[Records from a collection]
◆ ◆ ◆ ◆ ◆

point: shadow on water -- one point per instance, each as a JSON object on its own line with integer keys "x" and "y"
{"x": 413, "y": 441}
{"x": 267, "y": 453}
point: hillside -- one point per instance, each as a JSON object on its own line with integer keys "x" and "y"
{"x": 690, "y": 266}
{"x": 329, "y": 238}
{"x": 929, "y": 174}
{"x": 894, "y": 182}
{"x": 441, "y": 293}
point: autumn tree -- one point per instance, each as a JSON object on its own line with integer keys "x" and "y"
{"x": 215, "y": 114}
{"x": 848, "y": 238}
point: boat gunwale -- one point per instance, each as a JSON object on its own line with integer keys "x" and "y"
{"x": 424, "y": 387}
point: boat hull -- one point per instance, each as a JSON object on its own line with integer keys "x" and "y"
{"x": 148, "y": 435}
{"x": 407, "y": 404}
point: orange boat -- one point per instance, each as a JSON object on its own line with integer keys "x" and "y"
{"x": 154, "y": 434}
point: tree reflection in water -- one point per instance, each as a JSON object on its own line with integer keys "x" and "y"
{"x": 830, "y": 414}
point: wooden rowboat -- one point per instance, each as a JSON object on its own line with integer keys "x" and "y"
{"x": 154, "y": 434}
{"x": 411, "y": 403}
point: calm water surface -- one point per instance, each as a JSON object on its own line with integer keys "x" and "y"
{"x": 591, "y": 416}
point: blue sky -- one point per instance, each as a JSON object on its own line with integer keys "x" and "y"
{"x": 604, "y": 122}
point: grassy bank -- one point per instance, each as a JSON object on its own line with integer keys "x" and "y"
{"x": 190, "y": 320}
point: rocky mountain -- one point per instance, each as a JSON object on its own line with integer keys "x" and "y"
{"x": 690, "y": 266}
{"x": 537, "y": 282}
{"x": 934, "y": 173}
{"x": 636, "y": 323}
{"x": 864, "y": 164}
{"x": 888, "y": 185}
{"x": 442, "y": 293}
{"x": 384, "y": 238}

◆ ◆ ◆ ◆ ◆

## ABOUT THIS EXERCISE
Repeat the data word for word. Leave nothing out.

## SOLUTION
point: shadow on water -- one point per instance, each as a JSON object on its own line with integer keys "x" and "y"
{"x": 413, "y": 441}
{"x": 267, "y": 453}
point: hillside -- one point per instance, each as a JSON object on its own line with integer keys "x" and "y"
{"x": 690, "y": 266}
{"x": 329, "y": 238}
{"x": 929, "y": 174}
{"x": 894, "y": 182}
{"x": 441, "y": 293}
point: autumn tree -- one point per instance, each as a JSON object on its own line with integer keys "x" and "y"
{"x": 215, "y": 114}
{"x": 848, "y": 238}
point: boat gunwale -- one point per instance, each as a JSON object on its own line with integer keys "x" and "y"
{"x": 424, "y": 387}
point: boat hull -- one point per instance, each as a JSON object on its own line with integer keys "x" and "y"
{"x": 148, "y": 435}
{"x": 407, "y": 404}
point: orange boat -- one point per instance, each as a JSON object on its own line with integer keys "x" and "y"
{"x": 154, "y": 434}
point: tree reflection in water -- one point per instance, each as a JSON object on its own line with integer keys "x" and "y"
{"x": 830, "y": 414}
point: wooden rowboat -- one point per instance, each as a JSON object on its own line with integer keys "x" and "y"
{"x": 154, "y": 434}
{"x": 411, "y": 403}
point: calm water surface -- one point per instance, each as a JSON object on its own line with integer keys "x" and "y"
{"x": 591, "y": 416}
point: blue sky -- one point per instance, each as a JSON object on its own line with integer keys "x" and "y"
{"x": 604, "y": 122}
point: grassy bank -- one point per instance, each as a JSON object on its own line with integer keys "x" and "y"
{"x": 190, "y": 320}
point: rocky mountain -- one point per instance, each as a JSON object on its own line with integer keys "x" and "y"
{"x": 690, "y": 266}
{"x": 537, "y": 282}
{"x": 934, "y": 173}
{"x": 636, "y": 323}
{"x": 864, "y": 164}
{"x": 888, "y": 185}
{"x": 442, "y": 293}
{"x": 384, "y": 238}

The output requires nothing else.